**GOAL**
Rewrite each of the lines below, replacing "Place a marker on" with "Put a dot on" and keeping everything else unchanged. Leave the pictures out of your answer.

Image object location entries

■ ■ ■ ■ ■ ■ ■

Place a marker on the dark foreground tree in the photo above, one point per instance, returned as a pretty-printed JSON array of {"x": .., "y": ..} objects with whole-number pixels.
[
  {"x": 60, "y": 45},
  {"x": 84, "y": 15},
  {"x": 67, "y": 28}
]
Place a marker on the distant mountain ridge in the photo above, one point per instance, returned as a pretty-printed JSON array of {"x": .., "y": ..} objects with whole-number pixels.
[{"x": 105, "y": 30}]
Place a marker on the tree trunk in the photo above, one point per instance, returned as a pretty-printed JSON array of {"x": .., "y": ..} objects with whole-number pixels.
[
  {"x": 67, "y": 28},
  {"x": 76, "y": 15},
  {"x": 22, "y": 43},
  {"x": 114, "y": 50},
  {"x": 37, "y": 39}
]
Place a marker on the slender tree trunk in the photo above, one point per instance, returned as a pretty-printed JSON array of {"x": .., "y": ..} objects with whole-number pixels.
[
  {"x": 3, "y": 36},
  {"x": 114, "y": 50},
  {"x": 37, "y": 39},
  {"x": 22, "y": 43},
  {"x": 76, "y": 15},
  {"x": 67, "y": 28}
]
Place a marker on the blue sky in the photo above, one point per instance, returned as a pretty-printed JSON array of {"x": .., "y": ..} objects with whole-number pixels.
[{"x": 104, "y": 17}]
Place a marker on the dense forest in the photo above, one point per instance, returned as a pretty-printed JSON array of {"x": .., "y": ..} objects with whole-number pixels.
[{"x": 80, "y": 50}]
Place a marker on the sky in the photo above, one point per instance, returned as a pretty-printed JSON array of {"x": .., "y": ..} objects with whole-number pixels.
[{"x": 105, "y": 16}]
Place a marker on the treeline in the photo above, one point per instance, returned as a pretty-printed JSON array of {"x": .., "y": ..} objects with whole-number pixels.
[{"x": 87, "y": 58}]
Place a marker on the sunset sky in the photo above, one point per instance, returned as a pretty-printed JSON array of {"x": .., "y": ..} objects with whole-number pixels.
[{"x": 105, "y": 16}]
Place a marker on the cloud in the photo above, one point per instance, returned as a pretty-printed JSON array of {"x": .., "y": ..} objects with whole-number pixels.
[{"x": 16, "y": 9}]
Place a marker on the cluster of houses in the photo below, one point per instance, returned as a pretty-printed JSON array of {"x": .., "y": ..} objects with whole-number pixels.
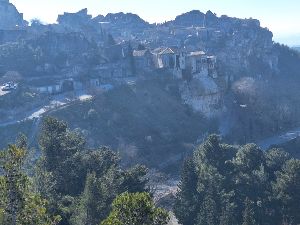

■ ■ ■ ■ ■ ■ ■

**REPLY**
Put a dot on the dark foreground tree in the photo above, one point per instance, returned as a pretty-printed JSON array of {"x": .., "y": ..} objects with whole-number pixels.
[
  {"x": 60, "y": 45},
  {"x": 84, "y": 15},
  {"x": 67, "y": 28}
]
Put a dot on the distant mountain ridge in the photo above, one point per instance, returned as a pretty-printed JSON array of {"x": .., "y": ..} objects with whole-number pixels.
[{"x": 105, "y": 30}]
Put a dot on the tree trunk in the photo above, one point per instance, returned as a pretty-printed JSON array of {"x": .., "y": ..} objects with whole-number pixels.
[
  {"x": 67, "y": 28},
  {"x": 76, "y": 15},
  {"x": 22, "y": 43},
  {"x": 114, "y": 50},
  {"x": 37, "y": 39}
]
Put a dot on the slender tree trunk in the photo above, one point per instance, returned as a pretty-printed JSON array of {"x": .., "y": ..} objects with whole-number pixels.
[
  {"x": 3, "y": 36},
  {"x": 114, "y": 50},
  {"x": 37, "y": 39},
  {"x": 22, "y": 43},
  {"x": 76, "y": 15},
  {"x": 67, "y": 28}
]
Put a dot on the blue sky in the photo above, one point per instance, returned as a pretty-printed JSON array of {"x": .., "y": ..} objects with whole-number pixels.
[{"x": 104, "y": 17}]
Put a dot on the dense forest in the photo above, one point per instance, returned as a pretty-printed JSON array of {"x": .., "y": ..} objects with whole-number pixels.
[{"x": 80, "y": 50}]
Put a dot on the sky in the photo above, one point per instance, returned as a pretty-printed JSON array of {"x": .., "y": ..} objects with whole-number pixels.
[{"x": 105, "y": 16}]
Put a dot on the treeline in the photo above, one point per instance, returned as a pretty-printed JSON array of {"x": .., "y": ..} objects with whole-number pixels.
[{"x": 87, "y": 58}]
Put a dot on the sunset sky in the photo above, one point per instance, returned as a pretty-printed JSON array of {"x": .., "y": ..} objects with whole-number pixels.
[{"x": 105, "y": 16}]
Put a dot on the cloud in the photo above, one point per instance, returned as a pretty-printed JSON array of {"x": .., "y": ..} objects with whole-number pixels.
[{"x": 16, "y": 9}]
Put a dot on the cluster of houses in the photo below, one point per instance, returned as a pretty-printed JSON array of {"x": .., "y": ..} objects with whole-number pixels.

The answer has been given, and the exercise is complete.